┌─ Vorliegender Text

Buchkritik -- Midas Dekkers -- Von Larven und Puppen

Umschlagfoto  -- Midas Dekkers  --  Von Larven und Puppen Sind Kinder schon Menschen, oder sind sie "Wesen einer anderen Art"? Das jedenfalls behauptet der holländische Biologe Midas Dekkers in seinem Buch Von Puppen und Larven. Den Leser erwartet ein Feuerwerk aus Fakten und pointierten Bemerkungen über das Thema Kindheit. Diejenigen Leser, die noch nicht mit der Diktion des Autors vertraut sind, werden im ersten Moment etwas befremdet sein, wenn Dekkers nicht müde wird, das Thema Kindheit immer wieder mit dem Larvenstadium von Insekten zu vergleichen. Für ihn kann man die Verpuppung von Schmetterlingen und Libellen durchaus mit der Entwicklung von Kindern vergleichen.

Seine Grundthese lautet: Wenn man eine Raupe wie einen Schmetterling behandeln würde, dann würde sie bald sterben. Jedes Stadium der Entwicklung erfordert eine spezielle Umgebung und viele, vom eigentlichen Ziel der Entwicklung abweichende Faktoren. Braucht der Schmetterling fast keine Nahrung, so ist es das Ziel der Raupe, so viel wie möglich zu fressen. Auf die kindliche Entwicklung übertragen bedeutet dies, daß wir unseren Nachwuchs als das akzeptieren und behandeln sollten, was er ist: eine wandelnde Freßmaschine, dessen Ziel es ist, sich langsam zu einem Erwachsenen zu entwickeln. Weder die Schule, noch das Elternhaus berücksichtigen diesen biologischen Faktor. Anstatt den Kindern in einem dafür äußerst empfänglichen Alter verschiedene Sprachen zu vermitteln, überhäuft man sie mit, in dieser Phase, unsinnigen Kenntnisssen wie Geschichte und Literatur - so Midas Dekkers.

└─
┌─ Lernmaterial

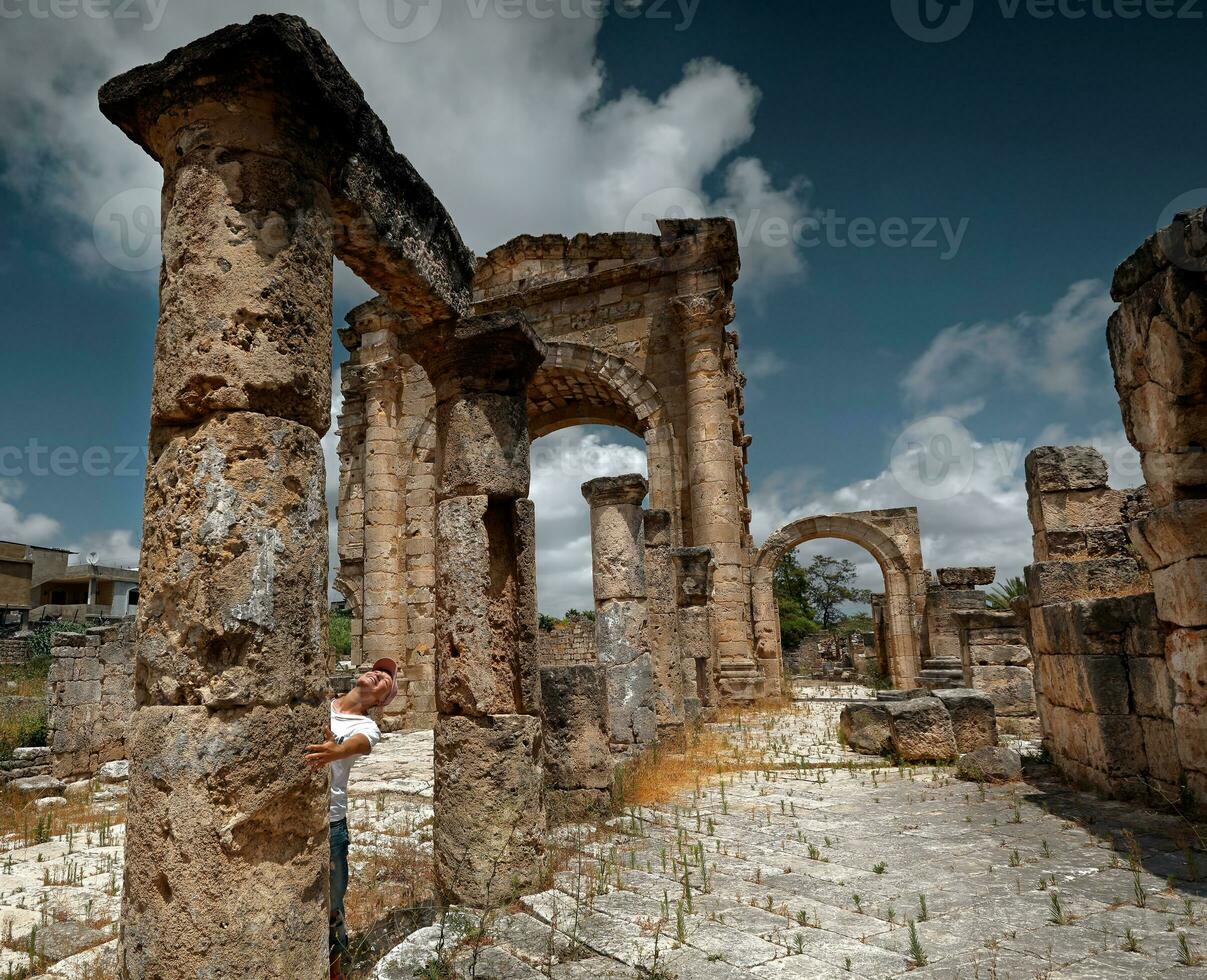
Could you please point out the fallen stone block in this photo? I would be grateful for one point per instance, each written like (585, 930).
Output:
(921, 730)
(39, 786)
(973, 719)
(864, 727)
(990, 764)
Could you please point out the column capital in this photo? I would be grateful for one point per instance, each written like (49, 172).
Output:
(709, 308)
(602, 491)
(494, 354)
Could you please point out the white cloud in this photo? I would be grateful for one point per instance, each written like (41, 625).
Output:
(1054, 354)
(503, 116)
(116, 547)
(24, 529)
(561, 464)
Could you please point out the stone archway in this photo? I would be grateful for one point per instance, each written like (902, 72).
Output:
(585, 385)
(892, 538)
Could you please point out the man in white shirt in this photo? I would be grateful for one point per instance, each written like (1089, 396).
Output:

└─

**Aufgaben:**
1 - Bitte gib aus der Rezension alles von „Seine Grundthese lautet: Wenn“ bis hinunter zu „so Midas Dekkers.“ wortgetreu wieder.
2 - Welchen Beruf und welche Herkunft hat Midas Dekkers laut der Rezension?

**Lösungen:**
1 -
Seine Grundthese lautet: Wenn man eine Raupe wie einen Schmetterling behandeln würde, dann würde sie bald sterben. Jedes Stadium der Entwicklung erfordert eine spezielle Umgebung und viele, vom eigentlichen Ziel der Entwicklung abweichende Faktoren. Braucht der Schmetterling fast keine Nahrung, so ist es das Ziel der Raupe, so viel wie möglich zu fressen. Auf die kindliche Entwicklung übertragen bedeutet dies, daß wir unseren Nachwuchs als das akzeptieren und behandeln sollten, was er ist: eine wandelnde Freßmaschine, dessen Ziel es ist, sich langsam zu einem Erwachsenen zu entwickeln. Weder die Schule, noch das Elternhaus berücksichtigen diesen biologischen Faktor. Anstatt den Kindern in einem dafür äußerst empfänglichen Alter verschiedene Sprachen zu vermitteln, überhäuft man sie mit, in dieser Phase, unsinnigen Kenntnisssen wie Geschichte und Literatur - so Midas Dekkers.

2 - Er ist ein holländischer Biologe.